▸ **GIVEN RECORDS**:
- - -

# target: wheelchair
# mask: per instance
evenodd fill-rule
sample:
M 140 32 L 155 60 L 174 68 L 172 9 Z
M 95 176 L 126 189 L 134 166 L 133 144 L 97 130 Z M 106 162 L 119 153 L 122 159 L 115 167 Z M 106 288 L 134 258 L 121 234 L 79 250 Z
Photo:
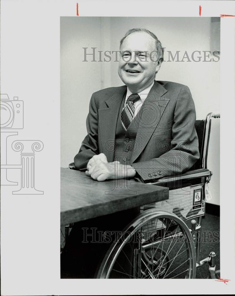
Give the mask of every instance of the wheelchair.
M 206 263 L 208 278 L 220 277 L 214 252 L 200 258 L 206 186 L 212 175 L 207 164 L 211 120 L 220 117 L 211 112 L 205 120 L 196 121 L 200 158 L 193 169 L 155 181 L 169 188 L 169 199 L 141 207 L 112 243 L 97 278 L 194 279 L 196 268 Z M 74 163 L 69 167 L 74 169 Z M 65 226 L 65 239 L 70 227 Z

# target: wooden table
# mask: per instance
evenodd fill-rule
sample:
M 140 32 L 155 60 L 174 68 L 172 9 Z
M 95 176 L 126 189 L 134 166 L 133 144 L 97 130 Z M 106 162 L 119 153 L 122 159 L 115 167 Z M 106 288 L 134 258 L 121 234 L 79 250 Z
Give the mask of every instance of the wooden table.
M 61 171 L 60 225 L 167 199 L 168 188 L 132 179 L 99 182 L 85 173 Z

- - -

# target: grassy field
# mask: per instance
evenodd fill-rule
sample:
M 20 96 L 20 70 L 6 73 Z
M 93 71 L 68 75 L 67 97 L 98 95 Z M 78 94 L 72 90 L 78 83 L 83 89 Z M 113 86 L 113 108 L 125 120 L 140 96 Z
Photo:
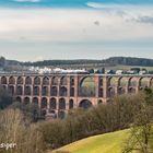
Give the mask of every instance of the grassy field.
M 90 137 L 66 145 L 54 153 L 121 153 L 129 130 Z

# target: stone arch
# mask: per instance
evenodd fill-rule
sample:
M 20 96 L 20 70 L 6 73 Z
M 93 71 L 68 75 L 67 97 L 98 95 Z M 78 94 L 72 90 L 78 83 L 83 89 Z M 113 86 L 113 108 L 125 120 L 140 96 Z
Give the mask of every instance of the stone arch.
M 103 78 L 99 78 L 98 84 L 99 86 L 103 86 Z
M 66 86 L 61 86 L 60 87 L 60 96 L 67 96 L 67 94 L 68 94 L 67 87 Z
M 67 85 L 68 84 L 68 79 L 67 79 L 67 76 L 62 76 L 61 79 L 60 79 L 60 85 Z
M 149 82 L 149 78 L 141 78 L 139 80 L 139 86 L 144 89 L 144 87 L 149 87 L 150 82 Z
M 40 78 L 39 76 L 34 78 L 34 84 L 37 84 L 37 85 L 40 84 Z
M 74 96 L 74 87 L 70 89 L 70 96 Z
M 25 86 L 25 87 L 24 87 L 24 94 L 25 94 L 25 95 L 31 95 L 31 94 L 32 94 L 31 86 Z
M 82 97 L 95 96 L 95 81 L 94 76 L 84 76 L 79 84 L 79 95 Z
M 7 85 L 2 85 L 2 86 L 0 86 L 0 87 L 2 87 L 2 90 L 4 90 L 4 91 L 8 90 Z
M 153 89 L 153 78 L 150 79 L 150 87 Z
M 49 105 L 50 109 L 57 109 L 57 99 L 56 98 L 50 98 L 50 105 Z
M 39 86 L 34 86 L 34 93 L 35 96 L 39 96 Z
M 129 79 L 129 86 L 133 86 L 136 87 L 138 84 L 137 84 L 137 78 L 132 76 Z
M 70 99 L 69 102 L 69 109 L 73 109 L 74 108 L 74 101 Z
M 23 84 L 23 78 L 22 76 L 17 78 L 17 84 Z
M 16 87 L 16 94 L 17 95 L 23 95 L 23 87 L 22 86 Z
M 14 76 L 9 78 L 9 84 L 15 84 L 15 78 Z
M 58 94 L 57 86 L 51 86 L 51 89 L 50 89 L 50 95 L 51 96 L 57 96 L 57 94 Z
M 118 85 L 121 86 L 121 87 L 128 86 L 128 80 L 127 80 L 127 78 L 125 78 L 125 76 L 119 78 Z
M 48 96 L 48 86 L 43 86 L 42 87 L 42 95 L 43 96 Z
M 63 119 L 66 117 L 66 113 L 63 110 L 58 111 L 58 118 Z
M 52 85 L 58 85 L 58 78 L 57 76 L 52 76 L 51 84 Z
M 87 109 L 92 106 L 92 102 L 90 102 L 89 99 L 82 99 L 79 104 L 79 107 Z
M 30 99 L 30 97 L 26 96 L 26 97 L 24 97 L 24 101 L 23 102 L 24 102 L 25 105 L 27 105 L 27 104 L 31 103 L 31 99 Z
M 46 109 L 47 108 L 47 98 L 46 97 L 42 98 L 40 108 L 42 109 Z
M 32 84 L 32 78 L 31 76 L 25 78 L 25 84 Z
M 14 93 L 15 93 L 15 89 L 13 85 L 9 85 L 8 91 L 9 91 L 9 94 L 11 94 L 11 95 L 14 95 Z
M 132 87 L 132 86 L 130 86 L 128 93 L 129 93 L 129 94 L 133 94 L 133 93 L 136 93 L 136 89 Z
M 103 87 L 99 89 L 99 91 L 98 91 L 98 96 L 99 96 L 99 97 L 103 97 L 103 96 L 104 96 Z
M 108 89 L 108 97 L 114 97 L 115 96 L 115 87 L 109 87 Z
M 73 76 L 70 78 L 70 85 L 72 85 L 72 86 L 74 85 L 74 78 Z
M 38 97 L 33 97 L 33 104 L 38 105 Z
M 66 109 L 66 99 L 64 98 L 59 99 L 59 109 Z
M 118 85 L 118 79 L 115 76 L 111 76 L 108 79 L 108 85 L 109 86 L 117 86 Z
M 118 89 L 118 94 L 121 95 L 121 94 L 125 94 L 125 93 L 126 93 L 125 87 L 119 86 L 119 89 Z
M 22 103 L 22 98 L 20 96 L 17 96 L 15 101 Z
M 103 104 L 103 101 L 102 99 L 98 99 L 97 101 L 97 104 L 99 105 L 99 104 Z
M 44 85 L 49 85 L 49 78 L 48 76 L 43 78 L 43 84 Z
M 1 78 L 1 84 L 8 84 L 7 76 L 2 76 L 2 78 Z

- - -

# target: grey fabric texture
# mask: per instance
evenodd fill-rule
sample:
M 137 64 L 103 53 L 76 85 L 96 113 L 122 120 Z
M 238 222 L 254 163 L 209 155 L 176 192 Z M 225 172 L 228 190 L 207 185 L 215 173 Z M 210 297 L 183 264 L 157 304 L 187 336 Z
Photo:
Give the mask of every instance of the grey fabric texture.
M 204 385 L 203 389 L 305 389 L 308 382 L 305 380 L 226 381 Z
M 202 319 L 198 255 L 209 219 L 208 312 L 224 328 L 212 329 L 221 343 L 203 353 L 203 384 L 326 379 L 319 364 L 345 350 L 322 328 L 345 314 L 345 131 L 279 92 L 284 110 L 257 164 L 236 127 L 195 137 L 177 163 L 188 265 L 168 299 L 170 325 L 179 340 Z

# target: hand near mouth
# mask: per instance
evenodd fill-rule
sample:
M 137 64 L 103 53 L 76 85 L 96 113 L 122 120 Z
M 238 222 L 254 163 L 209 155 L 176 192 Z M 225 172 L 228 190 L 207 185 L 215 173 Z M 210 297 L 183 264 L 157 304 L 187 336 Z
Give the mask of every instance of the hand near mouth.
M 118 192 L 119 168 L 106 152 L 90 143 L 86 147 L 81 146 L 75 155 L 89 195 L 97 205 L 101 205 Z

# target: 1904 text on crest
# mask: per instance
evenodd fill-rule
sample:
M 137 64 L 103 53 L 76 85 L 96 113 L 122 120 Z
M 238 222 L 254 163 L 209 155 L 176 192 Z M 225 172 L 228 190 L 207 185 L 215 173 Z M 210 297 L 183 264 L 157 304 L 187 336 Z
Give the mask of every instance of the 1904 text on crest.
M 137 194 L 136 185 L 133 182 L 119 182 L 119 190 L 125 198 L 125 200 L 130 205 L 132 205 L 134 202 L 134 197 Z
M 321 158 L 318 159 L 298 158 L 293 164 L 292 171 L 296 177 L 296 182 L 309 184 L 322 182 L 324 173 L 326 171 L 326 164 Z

- - -

Reproduce verbatim the stretch of lines from the one containing "# target: wooden table" through the one containing "M 61 171 L 60", both included, and nothing beyond them.

▸ **ANSWER BELOW**:
# target: wooden table
# mask: per instance
evenodd fill-rule
sample:
M 140 32 L 155 60 L 174 68 L 172 9 Z
M 95 176 L 126 189 L 134 166 L 133 144 L 97 130 Z M 106 162 L 119 153 L 122 159 L 115 167 Z M 106 288 L 134 258 L 121 234 L 79 250 Z
Give the mask of every instance of the wooden table.
M 61 171 L 60 225 L 167 199 L 168 188 L 132 179 L 99 182 L 85 173 Z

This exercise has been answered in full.